** Record extracts follows **
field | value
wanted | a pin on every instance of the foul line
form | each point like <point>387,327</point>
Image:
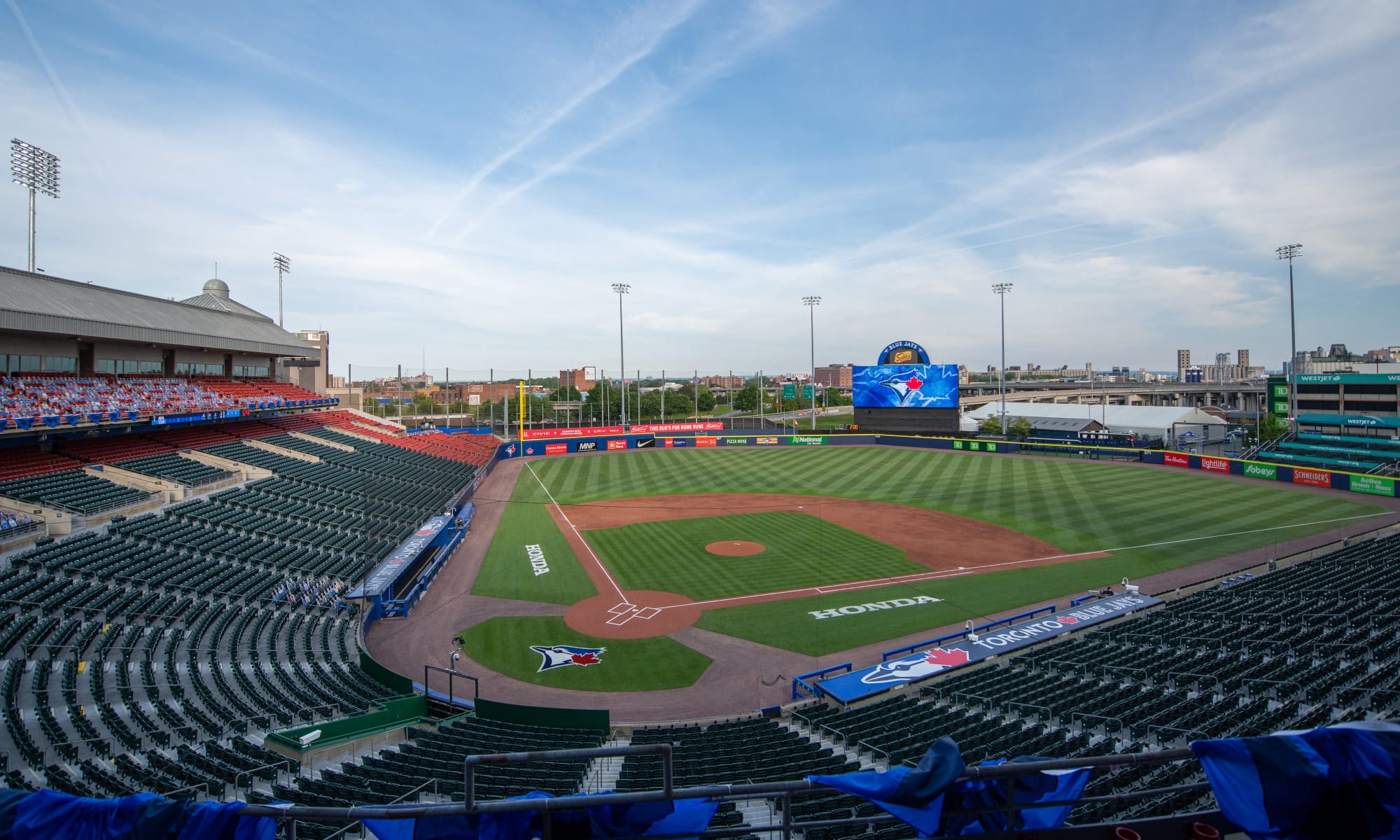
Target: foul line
<point>932,576</point>
<point>597,562</point>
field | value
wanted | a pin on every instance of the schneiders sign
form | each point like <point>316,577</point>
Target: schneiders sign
<point>936,660</point>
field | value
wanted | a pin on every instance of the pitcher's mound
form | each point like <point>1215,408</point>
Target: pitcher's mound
<point>736,548</point>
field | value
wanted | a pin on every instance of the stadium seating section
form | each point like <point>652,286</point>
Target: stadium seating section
<point>1329,450</point>
<point>177,638</point>
<point>155,656</point>
<point>69,400</point>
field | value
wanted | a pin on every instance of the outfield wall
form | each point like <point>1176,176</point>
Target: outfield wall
<point>1255,470</point>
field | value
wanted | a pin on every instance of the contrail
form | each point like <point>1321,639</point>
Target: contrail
<point>583,96</point>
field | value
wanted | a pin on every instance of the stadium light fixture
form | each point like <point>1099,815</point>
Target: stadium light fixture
<point>37,172</point>
<point>813,303</point>
<point>1290,253</point>
<point>622,351</point>
<point>1002,289</point>
<point>284,267</point>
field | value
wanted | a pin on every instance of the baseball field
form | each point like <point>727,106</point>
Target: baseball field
<point>818,551</point>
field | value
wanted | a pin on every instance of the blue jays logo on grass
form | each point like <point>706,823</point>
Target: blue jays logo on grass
<point>559,656</point>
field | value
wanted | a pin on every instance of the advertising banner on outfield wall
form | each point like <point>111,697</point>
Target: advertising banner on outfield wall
<point>849,688</point>
<point>534,435</point>
<point>1315,478</point>
<point>1374,485</point>
<point>668,428</point>
<point>1261,471</point>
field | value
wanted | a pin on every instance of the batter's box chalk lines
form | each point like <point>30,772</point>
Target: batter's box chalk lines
<point>624,618</point>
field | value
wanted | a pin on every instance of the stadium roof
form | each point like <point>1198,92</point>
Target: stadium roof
<point>43,304</point>
<point>1114,418</point>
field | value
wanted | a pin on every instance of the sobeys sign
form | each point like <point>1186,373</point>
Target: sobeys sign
<point>1261,471</point>
<point>1374,485</point>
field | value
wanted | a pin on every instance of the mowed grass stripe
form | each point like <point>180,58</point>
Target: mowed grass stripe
<point>803,551</point>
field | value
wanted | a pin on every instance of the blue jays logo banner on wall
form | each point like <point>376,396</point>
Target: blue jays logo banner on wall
<point>937,660</point>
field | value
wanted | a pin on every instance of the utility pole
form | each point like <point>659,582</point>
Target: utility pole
<point>37,172</point>
<point>1002,289</point>
<point>813,302</point>
<point>1290,253</point>
<point>622,352</point>
<point>284,267</point>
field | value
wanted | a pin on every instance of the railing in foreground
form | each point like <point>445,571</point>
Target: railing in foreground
<point>785,790</point>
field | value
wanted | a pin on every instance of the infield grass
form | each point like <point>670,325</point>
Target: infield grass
<point>505,643</point>
<point>802,551</point>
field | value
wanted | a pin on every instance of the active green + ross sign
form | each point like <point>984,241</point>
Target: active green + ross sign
<point>1374,485</point>
<point>1261,471</point>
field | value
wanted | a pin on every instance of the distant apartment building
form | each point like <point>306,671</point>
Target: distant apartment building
<point>835,376</point>
<point>582,379</point>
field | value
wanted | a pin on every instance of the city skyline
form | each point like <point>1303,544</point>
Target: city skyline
<point>1130,170</point>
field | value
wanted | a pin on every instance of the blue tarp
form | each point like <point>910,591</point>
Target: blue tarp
<point>50,816</point>
<point>1335,782</point>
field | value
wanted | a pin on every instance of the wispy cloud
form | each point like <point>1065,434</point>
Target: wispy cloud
<point>713,58</point>
<point>680,15</point>
<point>48,66</point>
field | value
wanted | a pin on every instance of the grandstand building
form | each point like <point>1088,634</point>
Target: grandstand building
<point>50,326</point>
** End of Record extracts **
> _Work to be completed_
Everything from the line containing "form | each point like <point>111,697</point>" through the line containing "form | each point like <point>30,772</point>" in the material above should be retyped exactly, both ends included, and nothing more.

> _Exercise output_
form | each point like <point>111,697</point>
Target: advertising banner on outfield wall
<point>849,688</point>
<point>534,435</point>
<point>1315,478</point>
<point>1374,485</point>
<point>668,428</point>
<point>1261,471</point>
field | value
wanted | a pin on every instance of the batter's box chalk lines
form | each point like <point>30,772</point>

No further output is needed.